Considering the strength of these forces, proper hazardous waste management must be considered essential for the long-term survival and profitability of American industry. Industry, however, has been unwilling or unable to implement a viable system. A recent survey of a large number of industrial firms showed that only 9 percent had risk management tools in place. The threat of crippling environmental liabilities, coupled with waste cleanup and disposal costs that have increased tenfold in the last decade, mandates a reform in current hazardous waste management techniques.

This article addresses issues relevant to the design and implementatiuon of an effective and efficient hazardous waste management system, starting with a description of relevant regulations.

Following will be an assessment of stakeholder actions that have helped perpetuate the current problems. Results of empirical research into attitude similarities and differences between knowledgeable industry professionals and the general public is then presented. Afterward, a discussion of current techniques is presented. Lastly, a workable integrated solution, and ideas for the future, are proposed.

[Exercise instructions] Write out the passage on hazardous waste management word for word, starting at "Following will be" and ending at "future, are proposed.". Nothing in the listing is needed.

[Referring expression grounding data]
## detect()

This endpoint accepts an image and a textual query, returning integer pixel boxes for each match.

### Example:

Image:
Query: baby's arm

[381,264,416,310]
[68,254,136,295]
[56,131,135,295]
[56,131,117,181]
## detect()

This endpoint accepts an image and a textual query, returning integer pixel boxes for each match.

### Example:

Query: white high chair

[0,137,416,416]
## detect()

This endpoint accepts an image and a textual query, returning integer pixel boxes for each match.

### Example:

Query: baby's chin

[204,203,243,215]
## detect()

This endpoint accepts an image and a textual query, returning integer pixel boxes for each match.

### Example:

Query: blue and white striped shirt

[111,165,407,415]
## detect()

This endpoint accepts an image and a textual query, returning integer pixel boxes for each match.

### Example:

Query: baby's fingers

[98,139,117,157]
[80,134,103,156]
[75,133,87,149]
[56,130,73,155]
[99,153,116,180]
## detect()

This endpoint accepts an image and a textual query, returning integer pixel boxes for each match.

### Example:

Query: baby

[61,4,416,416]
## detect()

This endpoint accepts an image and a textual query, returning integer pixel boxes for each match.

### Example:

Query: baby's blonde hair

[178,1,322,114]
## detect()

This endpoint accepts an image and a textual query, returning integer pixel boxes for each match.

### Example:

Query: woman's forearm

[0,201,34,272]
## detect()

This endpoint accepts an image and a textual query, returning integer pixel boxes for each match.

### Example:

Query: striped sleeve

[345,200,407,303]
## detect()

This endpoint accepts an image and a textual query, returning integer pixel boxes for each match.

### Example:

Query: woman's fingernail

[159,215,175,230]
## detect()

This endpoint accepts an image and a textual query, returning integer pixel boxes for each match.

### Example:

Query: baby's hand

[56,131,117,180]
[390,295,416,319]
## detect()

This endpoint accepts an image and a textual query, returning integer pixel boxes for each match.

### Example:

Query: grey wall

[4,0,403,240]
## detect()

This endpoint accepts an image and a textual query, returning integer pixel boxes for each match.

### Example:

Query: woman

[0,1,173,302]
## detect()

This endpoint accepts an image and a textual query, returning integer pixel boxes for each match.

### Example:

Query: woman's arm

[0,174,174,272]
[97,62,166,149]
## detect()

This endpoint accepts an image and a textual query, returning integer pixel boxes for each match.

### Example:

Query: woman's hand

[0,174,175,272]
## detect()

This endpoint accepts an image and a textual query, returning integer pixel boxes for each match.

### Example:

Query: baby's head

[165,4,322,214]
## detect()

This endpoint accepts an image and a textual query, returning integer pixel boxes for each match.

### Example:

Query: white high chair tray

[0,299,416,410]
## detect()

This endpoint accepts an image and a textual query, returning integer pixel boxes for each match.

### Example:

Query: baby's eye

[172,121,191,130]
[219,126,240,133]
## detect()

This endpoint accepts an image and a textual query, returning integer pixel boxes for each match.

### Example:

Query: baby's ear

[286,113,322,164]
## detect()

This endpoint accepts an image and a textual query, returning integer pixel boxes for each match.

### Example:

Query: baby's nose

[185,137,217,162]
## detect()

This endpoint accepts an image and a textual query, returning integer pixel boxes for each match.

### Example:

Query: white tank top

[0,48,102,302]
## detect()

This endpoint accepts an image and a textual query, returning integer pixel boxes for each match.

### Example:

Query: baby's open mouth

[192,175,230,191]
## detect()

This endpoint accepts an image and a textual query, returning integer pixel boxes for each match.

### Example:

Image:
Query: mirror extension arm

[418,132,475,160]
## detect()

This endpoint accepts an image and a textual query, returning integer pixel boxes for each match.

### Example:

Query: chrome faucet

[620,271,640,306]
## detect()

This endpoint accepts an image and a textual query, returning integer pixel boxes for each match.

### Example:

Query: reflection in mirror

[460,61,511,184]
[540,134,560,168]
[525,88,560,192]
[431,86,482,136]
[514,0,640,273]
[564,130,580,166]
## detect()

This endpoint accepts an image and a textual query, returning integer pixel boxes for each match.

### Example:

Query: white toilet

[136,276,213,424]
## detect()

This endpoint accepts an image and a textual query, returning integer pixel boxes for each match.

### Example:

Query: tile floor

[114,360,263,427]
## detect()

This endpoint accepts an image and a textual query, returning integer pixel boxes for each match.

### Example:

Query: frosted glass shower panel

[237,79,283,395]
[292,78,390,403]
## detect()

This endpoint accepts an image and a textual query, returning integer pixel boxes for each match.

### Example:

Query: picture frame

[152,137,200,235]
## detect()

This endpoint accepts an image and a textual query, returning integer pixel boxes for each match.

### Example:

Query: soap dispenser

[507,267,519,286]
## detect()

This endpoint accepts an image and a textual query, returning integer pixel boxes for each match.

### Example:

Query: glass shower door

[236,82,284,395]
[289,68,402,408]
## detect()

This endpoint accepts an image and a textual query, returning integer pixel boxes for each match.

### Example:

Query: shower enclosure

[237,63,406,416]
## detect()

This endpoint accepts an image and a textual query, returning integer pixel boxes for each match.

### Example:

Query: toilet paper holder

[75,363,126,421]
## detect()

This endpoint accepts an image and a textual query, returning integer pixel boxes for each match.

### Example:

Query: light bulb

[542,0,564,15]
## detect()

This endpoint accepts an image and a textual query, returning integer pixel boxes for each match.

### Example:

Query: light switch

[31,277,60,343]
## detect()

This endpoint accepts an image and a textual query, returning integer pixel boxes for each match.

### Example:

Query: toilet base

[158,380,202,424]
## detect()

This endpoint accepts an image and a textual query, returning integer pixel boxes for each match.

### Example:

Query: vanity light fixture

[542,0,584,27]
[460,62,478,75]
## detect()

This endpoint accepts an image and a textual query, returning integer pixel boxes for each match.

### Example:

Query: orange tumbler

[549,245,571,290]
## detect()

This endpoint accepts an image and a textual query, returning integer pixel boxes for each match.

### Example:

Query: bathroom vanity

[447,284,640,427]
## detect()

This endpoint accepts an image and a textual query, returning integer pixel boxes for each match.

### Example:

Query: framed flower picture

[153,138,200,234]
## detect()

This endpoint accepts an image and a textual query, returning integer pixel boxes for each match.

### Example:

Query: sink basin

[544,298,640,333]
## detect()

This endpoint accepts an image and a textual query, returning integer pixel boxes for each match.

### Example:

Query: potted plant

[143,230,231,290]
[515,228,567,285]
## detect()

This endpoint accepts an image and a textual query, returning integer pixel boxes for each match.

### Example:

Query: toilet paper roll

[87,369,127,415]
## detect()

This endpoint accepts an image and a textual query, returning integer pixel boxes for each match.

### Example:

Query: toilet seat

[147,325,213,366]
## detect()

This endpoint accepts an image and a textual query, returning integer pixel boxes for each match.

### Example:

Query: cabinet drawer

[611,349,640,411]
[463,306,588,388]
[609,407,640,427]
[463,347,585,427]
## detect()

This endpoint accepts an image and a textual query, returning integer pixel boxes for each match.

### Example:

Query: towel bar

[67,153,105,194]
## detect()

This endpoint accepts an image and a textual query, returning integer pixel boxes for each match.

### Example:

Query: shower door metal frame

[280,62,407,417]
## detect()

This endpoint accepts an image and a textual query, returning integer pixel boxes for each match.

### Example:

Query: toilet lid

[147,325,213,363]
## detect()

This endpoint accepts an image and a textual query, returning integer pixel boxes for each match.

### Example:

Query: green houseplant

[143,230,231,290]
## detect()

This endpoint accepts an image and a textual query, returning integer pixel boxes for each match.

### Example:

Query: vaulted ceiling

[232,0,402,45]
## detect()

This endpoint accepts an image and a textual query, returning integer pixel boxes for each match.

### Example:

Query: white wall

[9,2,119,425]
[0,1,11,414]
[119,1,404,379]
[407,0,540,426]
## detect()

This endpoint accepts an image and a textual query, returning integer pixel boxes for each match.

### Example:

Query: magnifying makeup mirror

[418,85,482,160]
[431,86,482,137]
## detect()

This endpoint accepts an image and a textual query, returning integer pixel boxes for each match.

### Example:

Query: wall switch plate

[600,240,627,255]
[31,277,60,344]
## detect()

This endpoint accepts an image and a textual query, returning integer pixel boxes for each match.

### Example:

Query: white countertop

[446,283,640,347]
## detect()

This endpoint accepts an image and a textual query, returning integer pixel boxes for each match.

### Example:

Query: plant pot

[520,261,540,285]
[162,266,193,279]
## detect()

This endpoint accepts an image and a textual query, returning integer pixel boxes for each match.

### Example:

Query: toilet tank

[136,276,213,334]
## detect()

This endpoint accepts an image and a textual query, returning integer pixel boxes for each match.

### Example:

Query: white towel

[The answer]
Following will be an assessment of stakeholder actions that have helped perpetuate the current problems. Results of empirical research into attitude similarities and differences between knowledgeable industry professionals and the general public is then presented. Afterward, a discussion of current techniques is presented. Lastly, a workable integrated solution, and ideas for the future, are proposed.